[DATASET RECORDS]
• • • •

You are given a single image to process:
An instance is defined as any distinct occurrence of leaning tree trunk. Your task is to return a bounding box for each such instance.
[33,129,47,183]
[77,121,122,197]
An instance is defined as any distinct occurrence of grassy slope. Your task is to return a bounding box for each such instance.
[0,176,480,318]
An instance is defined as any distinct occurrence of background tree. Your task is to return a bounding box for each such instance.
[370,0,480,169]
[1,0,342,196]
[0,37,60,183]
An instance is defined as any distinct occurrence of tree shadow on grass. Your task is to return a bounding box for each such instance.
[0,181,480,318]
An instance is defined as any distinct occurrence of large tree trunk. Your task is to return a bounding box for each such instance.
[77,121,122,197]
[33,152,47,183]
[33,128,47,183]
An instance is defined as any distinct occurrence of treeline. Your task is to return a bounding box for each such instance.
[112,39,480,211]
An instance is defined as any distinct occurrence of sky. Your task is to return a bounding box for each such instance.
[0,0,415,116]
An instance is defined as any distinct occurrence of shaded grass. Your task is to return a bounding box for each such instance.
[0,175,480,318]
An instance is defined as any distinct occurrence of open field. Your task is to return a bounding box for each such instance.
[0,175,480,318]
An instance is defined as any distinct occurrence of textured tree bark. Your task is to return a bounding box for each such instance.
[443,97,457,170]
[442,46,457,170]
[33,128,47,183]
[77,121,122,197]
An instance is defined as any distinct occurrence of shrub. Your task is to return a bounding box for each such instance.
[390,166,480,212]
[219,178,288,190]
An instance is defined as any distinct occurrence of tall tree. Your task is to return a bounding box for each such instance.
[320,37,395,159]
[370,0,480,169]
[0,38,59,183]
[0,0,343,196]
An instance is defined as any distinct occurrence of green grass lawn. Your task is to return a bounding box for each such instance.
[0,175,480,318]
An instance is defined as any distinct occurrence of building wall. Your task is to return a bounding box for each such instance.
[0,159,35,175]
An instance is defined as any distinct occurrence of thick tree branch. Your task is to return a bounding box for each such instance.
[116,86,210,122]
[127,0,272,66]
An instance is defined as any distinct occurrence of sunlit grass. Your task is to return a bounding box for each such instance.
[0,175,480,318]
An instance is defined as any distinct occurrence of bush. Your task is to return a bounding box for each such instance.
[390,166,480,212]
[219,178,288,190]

• • • •

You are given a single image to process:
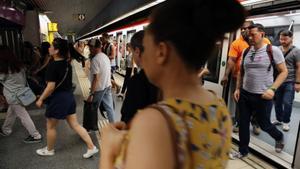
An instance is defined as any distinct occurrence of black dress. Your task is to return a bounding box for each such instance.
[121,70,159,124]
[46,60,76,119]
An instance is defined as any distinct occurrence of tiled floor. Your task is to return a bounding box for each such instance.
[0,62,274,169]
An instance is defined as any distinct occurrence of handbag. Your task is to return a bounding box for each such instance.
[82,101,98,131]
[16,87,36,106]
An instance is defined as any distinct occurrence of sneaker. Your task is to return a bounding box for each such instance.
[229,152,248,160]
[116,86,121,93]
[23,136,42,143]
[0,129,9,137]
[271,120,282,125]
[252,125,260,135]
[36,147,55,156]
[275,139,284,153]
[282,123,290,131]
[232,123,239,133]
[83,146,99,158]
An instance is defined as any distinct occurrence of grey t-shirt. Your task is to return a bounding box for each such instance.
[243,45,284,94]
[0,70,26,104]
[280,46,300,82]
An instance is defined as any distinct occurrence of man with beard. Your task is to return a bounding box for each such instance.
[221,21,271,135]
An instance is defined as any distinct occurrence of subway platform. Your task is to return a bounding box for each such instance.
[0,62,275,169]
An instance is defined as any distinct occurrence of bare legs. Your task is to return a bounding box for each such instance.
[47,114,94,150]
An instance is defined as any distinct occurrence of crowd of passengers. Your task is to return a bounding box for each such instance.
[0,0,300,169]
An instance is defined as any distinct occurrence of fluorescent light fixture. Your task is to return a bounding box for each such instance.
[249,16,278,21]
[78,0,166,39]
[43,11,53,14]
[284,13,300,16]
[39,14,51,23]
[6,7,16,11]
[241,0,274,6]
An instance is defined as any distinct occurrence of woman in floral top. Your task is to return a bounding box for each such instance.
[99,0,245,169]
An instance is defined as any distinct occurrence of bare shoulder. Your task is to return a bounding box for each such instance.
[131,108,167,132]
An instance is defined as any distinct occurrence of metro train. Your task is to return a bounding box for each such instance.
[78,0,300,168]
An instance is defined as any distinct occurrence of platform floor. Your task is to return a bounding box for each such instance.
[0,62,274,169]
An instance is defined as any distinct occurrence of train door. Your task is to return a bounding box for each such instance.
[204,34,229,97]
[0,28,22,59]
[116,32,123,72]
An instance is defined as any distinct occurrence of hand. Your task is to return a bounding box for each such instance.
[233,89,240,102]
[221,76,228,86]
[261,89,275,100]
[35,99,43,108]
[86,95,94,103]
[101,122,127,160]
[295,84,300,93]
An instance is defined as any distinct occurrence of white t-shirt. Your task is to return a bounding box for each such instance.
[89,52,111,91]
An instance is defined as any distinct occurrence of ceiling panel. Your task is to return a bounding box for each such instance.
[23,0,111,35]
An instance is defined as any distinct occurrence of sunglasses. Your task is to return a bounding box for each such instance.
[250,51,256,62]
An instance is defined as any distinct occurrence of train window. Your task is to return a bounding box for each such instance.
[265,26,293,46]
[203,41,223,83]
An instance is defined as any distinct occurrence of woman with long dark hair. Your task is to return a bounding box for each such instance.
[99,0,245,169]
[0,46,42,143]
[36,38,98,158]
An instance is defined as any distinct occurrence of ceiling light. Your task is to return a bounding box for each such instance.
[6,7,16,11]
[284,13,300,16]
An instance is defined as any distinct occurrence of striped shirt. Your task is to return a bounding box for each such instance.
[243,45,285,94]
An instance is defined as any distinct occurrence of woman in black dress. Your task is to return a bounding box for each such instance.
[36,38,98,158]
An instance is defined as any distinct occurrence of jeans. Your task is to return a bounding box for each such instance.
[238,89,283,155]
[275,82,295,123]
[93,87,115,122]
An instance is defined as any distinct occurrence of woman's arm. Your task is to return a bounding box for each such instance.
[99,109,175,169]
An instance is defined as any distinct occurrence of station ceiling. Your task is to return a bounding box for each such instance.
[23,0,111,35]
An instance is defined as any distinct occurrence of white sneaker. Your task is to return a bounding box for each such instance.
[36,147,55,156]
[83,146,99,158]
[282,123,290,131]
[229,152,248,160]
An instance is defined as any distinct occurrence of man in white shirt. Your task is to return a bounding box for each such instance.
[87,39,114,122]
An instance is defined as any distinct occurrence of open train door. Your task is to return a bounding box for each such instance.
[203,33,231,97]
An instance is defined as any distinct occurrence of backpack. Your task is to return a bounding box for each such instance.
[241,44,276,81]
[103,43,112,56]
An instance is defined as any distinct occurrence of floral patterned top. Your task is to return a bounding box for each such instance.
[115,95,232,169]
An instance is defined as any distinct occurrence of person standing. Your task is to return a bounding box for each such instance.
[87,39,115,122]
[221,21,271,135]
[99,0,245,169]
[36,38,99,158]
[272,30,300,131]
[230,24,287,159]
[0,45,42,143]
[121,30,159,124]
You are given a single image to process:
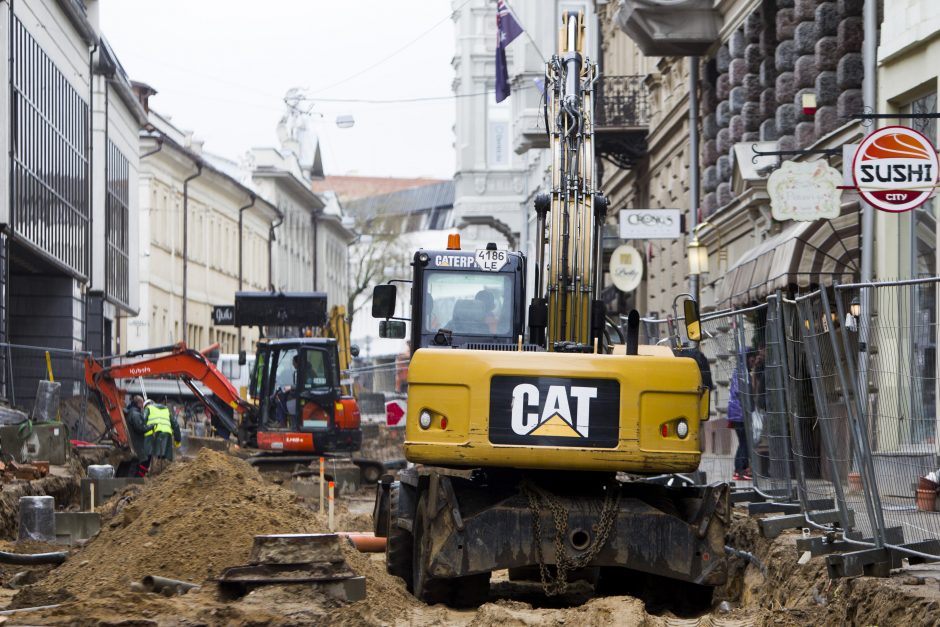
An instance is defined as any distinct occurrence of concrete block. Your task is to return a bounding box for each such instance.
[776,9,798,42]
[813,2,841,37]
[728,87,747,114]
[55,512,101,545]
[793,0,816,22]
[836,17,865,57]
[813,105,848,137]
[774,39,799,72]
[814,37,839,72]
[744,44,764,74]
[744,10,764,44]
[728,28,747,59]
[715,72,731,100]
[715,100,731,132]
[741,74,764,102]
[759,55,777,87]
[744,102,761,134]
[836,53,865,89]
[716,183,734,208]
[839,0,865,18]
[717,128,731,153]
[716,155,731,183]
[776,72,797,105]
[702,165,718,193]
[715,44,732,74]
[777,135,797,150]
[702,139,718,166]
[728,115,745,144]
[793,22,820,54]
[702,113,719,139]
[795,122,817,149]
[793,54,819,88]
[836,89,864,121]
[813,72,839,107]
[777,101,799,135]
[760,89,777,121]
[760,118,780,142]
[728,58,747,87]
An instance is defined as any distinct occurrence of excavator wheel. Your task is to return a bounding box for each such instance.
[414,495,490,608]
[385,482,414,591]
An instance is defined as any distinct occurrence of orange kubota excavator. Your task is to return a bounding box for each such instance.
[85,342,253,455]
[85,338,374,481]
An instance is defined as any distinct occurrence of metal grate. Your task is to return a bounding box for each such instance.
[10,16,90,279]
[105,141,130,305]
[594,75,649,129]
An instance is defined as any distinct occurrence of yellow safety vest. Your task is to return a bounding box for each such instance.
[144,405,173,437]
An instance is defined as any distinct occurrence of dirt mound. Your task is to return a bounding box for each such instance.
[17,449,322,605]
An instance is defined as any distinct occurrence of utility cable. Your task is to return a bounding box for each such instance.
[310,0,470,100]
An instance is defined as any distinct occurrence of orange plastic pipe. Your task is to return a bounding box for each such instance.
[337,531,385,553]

• • • •

[WHAT IS ASKED] Quote every line exactly, starting at the one that contains "An instance is defined as any distinct occurrence of subway" and ending at the one that contains "[47,114,94,150]", with both of those lines included.

[EXERCISE ANSWER]
An instance is defined as any distinct occurrence of subway platform. Your task is to return a bounding box for each such instance.
[0,62,275,169]
An instance is defined as any distinct occurrence of bare legs. Your task is to return a bounding box for each such instance.
[47,114,94,150]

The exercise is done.